# [Exercise aim]
Render the lines that follow as a numbered list and skip any blank lines.

# [Records for the exercise]
▼

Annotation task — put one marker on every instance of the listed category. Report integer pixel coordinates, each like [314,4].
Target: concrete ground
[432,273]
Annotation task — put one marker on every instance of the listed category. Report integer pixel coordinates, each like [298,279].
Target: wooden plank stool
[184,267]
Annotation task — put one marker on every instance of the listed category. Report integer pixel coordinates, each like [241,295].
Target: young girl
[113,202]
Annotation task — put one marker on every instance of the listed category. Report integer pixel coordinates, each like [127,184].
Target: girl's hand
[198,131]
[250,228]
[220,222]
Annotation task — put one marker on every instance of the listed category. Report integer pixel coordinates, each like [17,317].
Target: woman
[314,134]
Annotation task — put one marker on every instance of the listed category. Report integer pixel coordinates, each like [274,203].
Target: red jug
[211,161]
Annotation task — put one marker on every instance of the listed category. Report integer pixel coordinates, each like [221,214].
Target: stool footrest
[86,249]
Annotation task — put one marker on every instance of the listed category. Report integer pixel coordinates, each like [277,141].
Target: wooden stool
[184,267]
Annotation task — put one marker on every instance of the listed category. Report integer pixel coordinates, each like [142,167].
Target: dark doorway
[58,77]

▲

# [Output]
1. Annotation task — put one marker on every instance of the listed category. Report integer pixel coordinates, each like [314,4].
2. Target: concrete ground
3. [432,273]
4. Annotation task — put one marker on every instance of the listed category. Report integer pixel coordinates, each like [298,279].
5. Target: wooden plank stool
6. [184,267]
7. Annotation task — put one marker on every instance of the listed category. Report integer pixel coordinates, each like [241,295].
8. Target: young girl
9. [113,202]
10. Annotation task — put one marker on every instance of the listed category. Report integer pixel coordinates, each like [127,184].
11. Target: girl's hand
12. [198,131]
13. [250,228]
14. [220,222]
15. Annotation task — put one marker on every instance of the listed category. Report integer pixel coordinates, each like [17,317].
16. Target: woman
17. [314,134]
18. Annotation task — put one marker on every instance of the listed category. Report integer pixel coordinates, each like [274,203].
19. Target: red jug
20. [211,161]
21. Annotation task — put one marker on every instance of the listed category. Report integer pixel coordinates, each like [221,214].
22. Target: stool footrest
23. [86,249]
24. Annotation task — put one marker on every instance of the listed category. Report integer pixel coordinates, each like [277,141].
25. Target: wooden stool
26. [184,267]
27. Annotation task — put one marker on every instance of the listed category. Report integer pixel coordinates, each like [142,167].
28. Target: dark doorway
29. [58,77]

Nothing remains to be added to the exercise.